- _EXTRAIT DE PAGE_
■ ■ ■ ■ ■ ■ ■

Ouverte à leurs propositions, le professeur accepte également de rester dans l’ombre, au service des jeunes. Elle devient alors une éveilleuse qui, non seulement aime se laisser surprendre par ses élèves mais bien plus les encourage dans leurs initiatives, sans hésiter toutefois à signaler leurs incohérences ni à les aider avec ses forces à elle.

Et bien sûr, le but de l’aventure est collectif et engage tous les élèves volontaires dans une collaboration inédite. Le cadre de vie acquiert alors de la souplesse : on bouge dans la classe, on rapproche les tables en petits groupes, puis en équipes plus importantes selon les nécessités. Peu à peu, les jeunes prennent conscience que leur force réside dans le respect mutuel et la synergie qui naît de leurs échanges. Amenés à œuvrer ensemble, ils finissent par se reconnaître mutuellement et à s’apprécier à leur juste valeur. Quel plaisir lorsque les cœurs vibrent enfin à l’unisson !

Pour que l’école devienne un rempart contre les intégrismes et les folies en tous genres, ne devrions-nous pas nous exercer, nous aussi, professeurs, éducateurs, animateurs et parents, à retenir les leçons de cette belle histoire ?

 

Réforme des cours de religion : il faut aller plus loin.

Dans l’émotion suscitée par l’incroyable sursaut citoyen qui s’est manifesté à Paris et dans de nombreuses villes du monde ce dimanche 11 janvier, les médias belges reviennent sur la nécessité de réformer les cours de religion en les ouvrant à la citoyenneté, la philosophie et aux différentes religions.

Au sein de l’école telle que nous la vivons aujourd’hui, il s’agit là bien sûr d’une heureuse initiative, déjà inscrite d’ailleurs dans le référentiel de l’enseignement catholique, et vécue depuis bien plus longtemps encore par nombre de ses professeurs de religion.

Mais ce n’est pas en apportant un cours théorique différent ou supplémentaire que nous inspirerons le respect à nos enfants et nos élèves. Pour vivre l’ouverture, il faut en faire l’expérience. Or tandis que les dogmes et les rites nous séparent, la spiritualité (laïque) nous réunit : chacun peut faire l’expérience en son for intérieur du mystère qui nous dépasse tous, athées comme croyants, de la profondeur du calme qui sous-tend nos tempêtes lorsque nous faisons silence, de l’appel qui nous pousse à évoluer sans cesse vers le meilleur de nous, vers la réalisation de ce que nous portons d’unique pour le mettre au service de la vie quelle qu’elle soit.

■ ■ ■ ■ ■ ■ ■

- _DONNÉES PRÉSENTÉES_
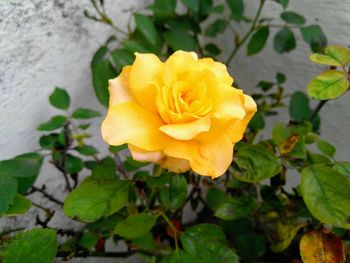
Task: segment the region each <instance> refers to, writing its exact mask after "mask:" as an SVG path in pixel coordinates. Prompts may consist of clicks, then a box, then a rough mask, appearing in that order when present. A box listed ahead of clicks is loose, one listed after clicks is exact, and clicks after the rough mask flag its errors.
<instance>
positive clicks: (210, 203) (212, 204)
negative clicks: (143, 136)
mask: <svg viewBox="0 0 350 263" xmlns="http://www.w3.org/2000/svg"><path fill="white" fill-rule="evenodd" d="M225 199H226V194H225V192H224V191H223V190H221V189H220V188H217V187H211V188H209V189H208V191H207V195H206V197H205V202H206V204H207V205H208V206H209V207H210V209H211V210H213V211H216V209H217V208H218V207H219V206H220V204H221V203H222V202H223V201H225Z"/></svg>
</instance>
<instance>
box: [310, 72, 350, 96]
mask: <svg viewBox="0 0 350 263" xmlns="http://www.w3.org/2000/svg"><path fill="white" fill-rule="evenodd" d="M348 87H349V81H348V80H347V75H346V74H345V73H344V72H342V71H338V70H327V71H325V72H323V73H321V74H320V75H318V76H317V77H315V78H314V79H313V80H311V81H310V83H309V85H308V86H307V92H308V94H309V96H311V97H313V98H315V99H318V100H329V99H335V98H337V97H339V96H341V95H342V94H343V93H344V92H345V91H346V90H347V89H348Z"/></svg>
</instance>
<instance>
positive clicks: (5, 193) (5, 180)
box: [0, 174, 17, 217]
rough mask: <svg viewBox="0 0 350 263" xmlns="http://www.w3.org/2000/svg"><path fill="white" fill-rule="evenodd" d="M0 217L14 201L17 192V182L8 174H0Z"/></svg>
mask: <svg viewBox="0 0 350 263" xmlns="http://www.w3.org/2000/svg"><path fill="white" fill-rule="evenodd" d="M0 189H1V191H0V217H1V216H3V215H4V214H5V212H6V211H7V210H8V209H9V207H10V206H11V205H12V204H13V203H14V199H15V196H16V192H17V182H16V180H15V179H13V178H11V177H10V176H9V175H6V174H0Z"/></svg>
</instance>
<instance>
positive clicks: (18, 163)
mask: <svg viewBox="0 0 350 263" xmlns="http://www.w3.org/2000/svg"><path fill="white" fill-rule="evenodd" d="M42 162H43V156H41V155H40V154H38V153H26V154H22V155H19V156H17V157H16V158H14V159H10V160H4V161H0V177H1V176H10V177H13V178H14V179H16V180H17V184H18V188H17V192H18V193H20V194H25V193H26V192H27V190H28V189H29V188H31V187H32V185H33V184H34V182H35V180H36V178H37V177H38V175H39V172H40V168H41V165H42Z"/></svg>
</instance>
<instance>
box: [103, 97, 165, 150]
mask: <svg viewBox="0 0 350 263" xmlns="http://www.w3.org/2000/svg"><path fill="white" fill-rule="evenodd" d="M162 125H163V122H162V120H161V119H160V118H159V117H158V116H157V115H155V114H153V113H150V112H149V111H147V110H145V109H144V108H142V107H141V106H139V105H138V104H135V103H130V102H126V103H122V104H118V105H115V106H110V107H109V109H108V112H107V116H106V118H105V119H104V121H103V123H102V128H101V131H102V137H103V139H104V140H105V141H106V142H107V143H108V144H110V145H121V144H124V143H130V144H132V145H135V146H136V147H139V148H142V149H144V150H147V151H157V150H160V149H163V148H164V147H165V146H166V145H167V144H168V142H169V140H170V138H169V137H168V136H167V135H165V134H164V133H163V132H161V131H160V130H159V127H160V126H162Z"/></svg>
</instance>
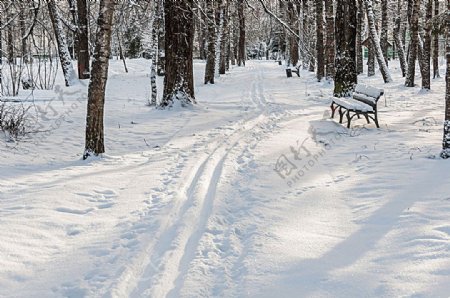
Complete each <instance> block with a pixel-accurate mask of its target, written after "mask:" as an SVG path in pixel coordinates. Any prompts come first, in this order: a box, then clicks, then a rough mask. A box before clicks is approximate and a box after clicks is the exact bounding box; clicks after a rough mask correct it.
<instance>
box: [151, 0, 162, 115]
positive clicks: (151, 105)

■ ■ ■ ■ ■ ■ ■

- _CONSIGNE DE TRAVAIL 1_
D'après le texte sur les cours de religion, pourquoi un cours théorique différent ou supplémentaire ne suffirait-il pas à inspirer le respect aux enfants et aux élèves ? Répondez en une à trois phrases.
- _CONSIGNE DE TRAVAIL 2_
Donnez la suite du texte sur les cours de religion, à partir de sa dernière phrase.

- _ZONE DE RÉPONSE 1_
Pour vivre l'ouverture, il faut en faire l'expérience. Or les dogmes et les rites séparent, tandis que la spiritualité laïque réunit. Chacun peut en effet éprouver en son for intérieur le mystère qui dépasse athées comme croyants, le calme qui sous-tend les tempêtes lorsque l'on fait silence et l'appel à évoluer vers le meilleur de soi.

- _ZONE DE RÉPONSE 2_
Dans mes classes, nous nous donnons à chaque cours un moment de silence, dans lequel j’invite les jeunes à observer leurs émotions et leurs pensées, sans les juger ni s’y attarder. Ensuite, nous faisons passer un bâton de parole afin que chacun puisse partager l’émotion qui l’habite sur le moment. Ces activités qui nous touchent profondément ont la faculté presque immédiate de rassembler tout le monde dans une même énergie. Mes élèves reconnaissent qu’elles leur font « un bien fou » et leur permettent d’accueillir même les personnes qu’ils rejetaient jusqu’alors. « Ce moment privilégié m’a fait découvrir, en moi, des profondeurs inconnues jusqu’alors. » (Guillaume)

« En écoutant, je me rends compte que chaque personne est unique. Au début, j’avais une image très superficielle, basique. (Jérémy)

« Je retiendrai toujours le respect qui régnait dans la classe lorsqu’on se confiait. Ça m’a permis de me sentir en confiance et acceptée dans mes décisions. » (Marie)

Lorsqu’ensemble, dans une classe, nous avons fait l’expérience de l’humanité vivante, lorsque nous nous sommes tous mis au diapason les uns avec les autres, il s’avère si simple alors d’expliquer, lorsque cela se présente, comment nous la mettons en pratique au quotidien, à la mosquée, la synagogue, l’église, le dojo ou encore dans nos promenades silencieuses en forêt.

Une fois de plus, il convient de ne pas se boucher les oreilles. Profitons de cette période bénie où une marée humaine se mobilise sincèrement et profondément dans une émotion partagée, non pas pour opérer quelques réformettes de plus, mais pour repenser l’école dans ses fondements-mêmes.